■ **Tarefa A**
No texto sobre Adolf Tolkatchov, que nome tinha o dispositivo escondido no bolo de aniversário?
■ **Tarefa B**
Retome o texto sobre Adolf Tolkatchov e continue-o a partir da última frase apresentada.

■ **Texto de leitura**
□ □ □ □

DAVID E. HOFFMAN
A CIA nunca tinha ganho um desafio nas ruas de Moscovo, onde recrutar espiões era demasiado perigoso. Adolf Tolkatchov estava desiludido com o comunismo e é a sua história agora contada em livro a dar o retrato dos anos mais tensos da Guerra Fria.
Era o agente mais valioso e bem sucedido que os Estados Unidos tinham infiltrado na União Soviética em duas décadas. Os seus documentos e desenhos permitiram revelar segredos da investigação sobre radares e armamento soviético. Fez sair placas de circuitos e desenhos técnicos do seu laboratório militar. As suas acções de espionagem permitiram aos Estados Unidos dominar os céus e confirmaram a vulnerabilidade das defesas aéreas soviéticas — mostrando que os mísseis de cruzeiro americanos e bombardeiros estratégicos conseguiam voar sem ser detectados pelo radar.
No final do Outono e início do Inverno de 1982, a CIA perdeu o contacto com ele. Faltou a cinco reuniões. A vigilância do KGB nas ruas era esmagadora. Nem mesmo os agentes clandestinos do gabinete da CIA em Moscovo a conseguiam furar.
Na noite de 7 de Dezembro, data prevista para um encontro, o futuro da operação foi posto nas mãos de Bill Plunkert. Depois de uma experiência como aviador da Marinha, Plunkert juntou-se à CIA e recebeu treino para agente de operações clandestinas. Era um homem dos seus 30 anos, com 1,89m, quando chegou à representação de Moscovo no Verão. O seu objectivo era passar despercebido ao KGB e estabelecer contacto.
Nessa noite, por volta da hora do jantar, Plunkert e o chefe do escritório da CIA, com as respectivas mulheres, saíram da embaixada americana para o parque de estacionamento, que estava sob vigilância permanente de milicianos fardados que prestavam contas ao KGB. Meteram-se no carro, com o chefe a conduzir. Plunkert sentou-se ao seu lado. As mulheres atrás, segurando um grande bolo de aniversário.
A espionagem é a arte da ilusão. Naquela noite, Plunkert era o ilusionista. Debaixo das roupas civis usava uma segunda camada, típica de um homem russo. O bolo de anos era falso, com uma cobertura que parecia de bolo mas que na verdade escondia um dispositivo criado pelos feiticeiros das operações da CIA, chamado jack-in-the-box [o nome de um restaurante americano de fast food]. A CIA sabia que as equipas de vigilância do KGB seguiam sempre um carro atrás e raramente se colocavam ao seu lado. Era possível um carro da CIA escapar-se numa esquina ou outra, ficando momentaneamente fora de vista. Nesse curto intervalo, o agente da CIA poderia sair do carro e desaparecer. Simultaneamente, o jack-in-the-box erguia-se da caixa, confundindo-se com a cabeça do agente que acabara de sair.

□ □ □ □

■ **Material apresentado**
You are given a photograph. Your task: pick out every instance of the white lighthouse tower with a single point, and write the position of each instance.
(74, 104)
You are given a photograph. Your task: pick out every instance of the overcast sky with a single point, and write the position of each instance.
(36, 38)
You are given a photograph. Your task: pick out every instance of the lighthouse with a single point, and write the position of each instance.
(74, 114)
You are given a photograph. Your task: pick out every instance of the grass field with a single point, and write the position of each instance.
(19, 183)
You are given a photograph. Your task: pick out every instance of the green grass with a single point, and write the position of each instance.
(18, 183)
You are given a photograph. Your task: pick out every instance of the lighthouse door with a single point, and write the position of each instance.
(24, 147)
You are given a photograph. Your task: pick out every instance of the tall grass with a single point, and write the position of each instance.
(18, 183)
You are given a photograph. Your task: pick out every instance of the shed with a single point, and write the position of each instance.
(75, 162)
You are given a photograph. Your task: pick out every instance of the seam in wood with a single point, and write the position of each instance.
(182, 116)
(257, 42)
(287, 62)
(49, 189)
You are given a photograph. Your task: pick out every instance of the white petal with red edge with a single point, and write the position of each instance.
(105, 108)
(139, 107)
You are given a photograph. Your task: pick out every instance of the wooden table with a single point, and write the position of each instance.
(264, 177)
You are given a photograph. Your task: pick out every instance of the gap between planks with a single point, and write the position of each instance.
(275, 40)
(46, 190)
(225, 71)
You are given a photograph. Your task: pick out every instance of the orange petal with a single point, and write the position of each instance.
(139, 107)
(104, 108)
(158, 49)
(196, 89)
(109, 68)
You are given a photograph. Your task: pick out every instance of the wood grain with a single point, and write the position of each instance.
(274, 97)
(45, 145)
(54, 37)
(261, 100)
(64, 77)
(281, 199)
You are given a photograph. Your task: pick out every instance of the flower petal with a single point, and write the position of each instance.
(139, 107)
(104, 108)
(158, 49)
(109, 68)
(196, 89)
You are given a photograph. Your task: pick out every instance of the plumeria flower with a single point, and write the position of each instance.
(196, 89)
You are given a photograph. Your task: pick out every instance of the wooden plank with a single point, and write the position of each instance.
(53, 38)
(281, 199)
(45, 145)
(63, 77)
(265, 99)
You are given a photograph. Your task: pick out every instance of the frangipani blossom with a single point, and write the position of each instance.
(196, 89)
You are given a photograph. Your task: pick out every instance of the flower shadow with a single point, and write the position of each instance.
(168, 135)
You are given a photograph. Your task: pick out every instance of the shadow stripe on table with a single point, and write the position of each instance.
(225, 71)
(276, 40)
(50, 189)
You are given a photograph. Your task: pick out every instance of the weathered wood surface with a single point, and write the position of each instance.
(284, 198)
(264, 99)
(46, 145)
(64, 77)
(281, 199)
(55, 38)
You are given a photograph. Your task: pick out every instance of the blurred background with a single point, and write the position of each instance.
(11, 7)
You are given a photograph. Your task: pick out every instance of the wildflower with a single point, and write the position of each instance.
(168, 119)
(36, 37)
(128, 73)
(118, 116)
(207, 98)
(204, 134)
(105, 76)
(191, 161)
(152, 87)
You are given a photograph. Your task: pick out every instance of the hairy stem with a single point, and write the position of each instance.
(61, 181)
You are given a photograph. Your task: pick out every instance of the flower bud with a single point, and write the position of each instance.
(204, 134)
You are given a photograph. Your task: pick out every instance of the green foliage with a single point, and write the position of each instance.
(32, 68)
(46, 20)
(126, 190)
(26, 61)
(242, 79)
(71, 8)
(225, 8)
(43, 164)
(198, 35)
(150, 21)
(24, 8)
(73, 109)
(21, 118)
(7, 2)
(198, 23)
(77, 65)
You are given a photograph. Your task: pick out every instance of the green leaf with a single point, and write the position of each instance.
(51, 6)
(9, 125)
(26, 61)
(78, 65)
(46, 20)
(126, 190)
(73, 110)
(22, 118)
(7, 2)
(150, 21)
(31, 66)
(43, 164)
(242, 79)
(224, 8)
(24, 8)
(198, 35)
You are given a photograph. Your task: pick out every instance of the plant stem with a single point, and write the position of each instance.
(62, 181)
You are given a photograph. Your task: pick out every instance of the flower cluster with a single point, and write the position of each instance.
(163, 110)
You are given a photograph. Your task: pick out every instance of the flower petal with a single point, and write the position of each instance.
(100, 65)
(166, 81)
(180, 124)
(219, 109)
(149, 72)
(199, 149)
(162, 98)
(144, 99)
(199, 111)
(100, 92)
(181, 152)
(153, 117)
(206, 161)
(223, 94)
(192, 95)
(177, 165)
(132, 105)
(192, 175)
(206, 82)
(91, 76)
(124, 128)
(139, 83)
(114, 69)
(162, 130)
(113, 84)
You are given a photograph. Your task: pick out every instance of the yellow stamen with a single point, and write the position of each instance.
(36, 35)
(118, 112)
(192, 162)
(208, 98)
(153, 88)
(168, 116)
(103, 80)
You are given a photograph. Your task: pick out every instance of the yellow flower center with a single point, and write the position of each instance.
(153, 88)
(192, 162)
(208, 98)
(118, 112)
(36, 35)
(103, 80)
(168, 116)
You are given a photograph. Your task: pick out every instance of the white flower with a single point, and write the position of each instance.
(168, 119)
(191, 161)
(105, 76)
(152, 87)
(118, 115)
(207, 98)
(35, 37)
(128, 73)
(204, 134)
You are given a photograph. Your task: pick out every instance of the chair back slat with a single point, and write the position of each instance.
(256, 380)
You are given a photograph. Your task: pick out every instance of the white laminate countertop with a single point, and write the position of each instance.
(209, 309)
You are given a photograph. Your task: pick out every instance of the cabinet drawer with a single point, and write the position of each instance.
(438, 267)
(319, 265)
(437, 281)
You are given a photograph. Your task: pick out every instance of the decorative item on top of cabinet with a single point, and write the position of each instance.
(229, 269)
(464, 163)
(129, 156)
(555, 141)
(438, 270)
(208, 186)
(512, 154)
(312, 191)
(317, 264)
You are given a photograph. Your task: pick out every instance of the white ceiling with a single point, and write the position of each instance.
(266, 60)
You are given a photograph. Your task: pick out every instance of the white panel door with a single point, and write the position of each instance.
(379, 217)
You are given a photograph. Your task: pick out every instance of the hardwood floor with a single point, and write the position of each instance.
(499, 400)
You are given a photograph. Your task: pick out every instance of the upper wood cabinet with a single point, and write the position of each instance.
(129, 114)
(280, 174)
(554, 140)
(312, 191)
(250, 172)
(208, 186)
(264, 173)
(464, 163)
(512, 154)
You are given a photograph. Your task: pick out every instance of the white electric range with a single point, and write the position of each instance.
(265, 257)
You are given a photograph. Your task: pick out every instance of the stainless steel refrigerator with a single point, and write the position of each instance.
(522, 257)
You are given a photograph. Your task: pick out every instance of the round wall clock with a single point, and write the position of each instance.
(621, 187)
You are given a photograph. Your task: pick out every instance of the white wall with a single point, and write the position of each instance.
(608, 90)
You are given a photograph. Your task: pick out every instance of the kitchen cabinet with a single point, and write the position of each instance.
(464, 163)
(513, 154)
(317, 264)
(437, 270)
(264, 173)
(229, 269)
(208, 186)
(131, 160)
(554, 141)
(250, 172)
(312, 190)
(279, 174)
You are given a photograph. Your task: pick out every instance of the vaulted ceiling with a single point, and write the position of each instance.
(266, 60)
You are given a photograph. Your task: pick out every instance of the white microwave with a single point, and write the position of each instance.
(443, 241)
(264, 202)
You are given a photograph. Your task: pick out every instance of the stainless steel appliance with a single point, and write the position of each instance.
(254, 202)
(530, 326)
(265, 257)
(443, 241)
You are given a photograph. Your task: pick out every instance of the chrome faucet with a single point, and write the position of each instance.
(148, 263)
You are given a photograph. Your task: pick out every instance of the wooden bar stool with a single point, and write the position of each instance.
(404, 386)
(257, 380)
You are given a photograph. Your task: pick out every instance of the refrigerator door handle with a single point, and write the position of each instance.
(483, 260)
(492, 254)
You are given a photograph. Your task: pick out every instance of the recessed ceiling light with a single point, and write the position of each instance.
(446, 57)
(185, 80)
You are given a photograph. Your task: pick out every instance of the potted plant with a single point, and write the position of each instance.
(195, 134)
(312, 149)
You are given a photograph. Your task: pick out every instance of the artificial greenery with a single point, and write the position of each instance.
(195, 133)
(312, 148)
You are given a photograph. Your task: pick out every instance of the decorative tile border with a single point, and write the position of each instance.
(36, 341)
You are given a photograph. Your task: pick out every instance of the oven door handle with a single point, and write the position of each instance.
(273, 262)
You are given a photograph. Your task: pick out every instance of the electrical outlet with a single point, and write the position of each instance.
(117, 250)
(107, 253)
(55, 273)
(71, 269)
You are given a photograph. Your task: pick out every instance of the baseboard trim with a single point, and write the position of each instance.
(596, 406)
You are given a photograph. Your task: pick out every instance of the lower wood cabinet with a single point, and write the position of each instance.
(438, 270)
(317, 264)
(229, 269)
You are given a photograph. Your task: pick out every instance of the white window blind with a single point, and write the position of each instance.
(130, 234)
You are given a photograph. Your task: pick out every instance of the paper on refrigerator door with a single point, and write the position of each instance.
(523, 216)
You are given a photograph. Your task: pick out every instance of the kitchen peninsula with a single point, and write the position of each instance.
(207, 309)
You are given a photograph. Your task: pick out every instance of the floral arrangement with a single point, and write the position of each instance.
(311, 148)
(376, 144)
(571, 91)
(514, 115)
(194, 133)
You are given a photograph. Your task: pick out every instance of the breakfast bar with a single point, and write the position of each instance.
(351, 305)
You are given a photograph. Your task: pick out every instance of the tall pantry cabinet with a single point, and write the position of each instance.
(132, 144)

□ □ □ □

■ **Resultado final A**
Chamava-se jack-in-the-box.

■ **Resultado final B**
O dispositivo nunca tinha sido usado em Moscovo, mas à medida que as semanas passavam a CIA estava cada vez mais desesperada. Plunkert tirou as suas roupas civis americanas. Com uma máscara que lhe tapava toda a cara e óculos de sol, estava agora disfarçado de um velho russo. O KGB seguia-os à distância. Eram sete da tarde e a noite já tinha caído há muito.
O carro virou numa esquina. Plunkert abriu a porta e saltou para fora. Nesse preciso momento, uma das mulheres colocou o bolo no assento da frente. O topo abriu-se e dele saltou uma cabeça e um torso. O carro acelerou.
Lá fora, Plunkert deu quatro passos no passeio. Ao quinto, o carro do KGB virou a esquina. As luzes iluminaram um velhote russo no passeio. O KGB ignorou-o e acelerou no encalço do carro. O jack-in-the-box tinha resultado.
Adolf Tolkatchov em 1984 CORTESIA DA FAMÍLIA DE ADOLF TOLKATCHOV (NA PÁGINA À ESQ.) / THE WASHINGTON POST
Nos primeiros anos da Guerra Fria entre os Estados Unidos e a União Soviética, a Central Intelligence Agency escondia um segredo desconfortável sobre si própria. A CIA nunca tinha ganho um desafio nas ruas de Moscovo. Recrutar espiões lá era demasiado perigoso para qualquer cidadão soviético ou oficial que se candidatasse. O próprio processo de recrutamento, desde o primeiro momento em que um possível espião era identificado e abordado, estava cheio de riscos de ser descoberto pelo KGB, e se fosse apanhado a espiar, um agente enfrentaria seguramente uma pena de morte. Uns quantos agentes que se voluntariaram ou foram recrutados pela CIA fora da União Soviética faziam os seus relatos em segurança quando chegavam a casa. Mas na maioria a CIA não conseguia ter agentes a espiar no coração das trevas.
E foi então que apareceu a operação de espionagem que virou o jogo. O agente era Adolf Tolkatchov, engenheiro e especialista em radares aéreos, que trabalhava bem por dentro do establishment militar soviético. Ao longo de seis anos, Tolkatchov encontrou-se com responsáveis da CIA 21 vezes nas ruas de Moscovo, uma cidade pejada de vigilantes do KGB.
A história de Tolkatchov é detalhada nas 944 páginas de telegramas da CIA que eram confidenciais e que foram desclassificadas sem restrições para o livro The Billion Dollar Spy. A CIA não leu o livro antes da publicação. Os documentos e entrevistas com os participantes oferecem um retrato detalhado de como a espionagem foi conduzida em Moscovo durante alguns dos anos mais tensos da Guerra Fria.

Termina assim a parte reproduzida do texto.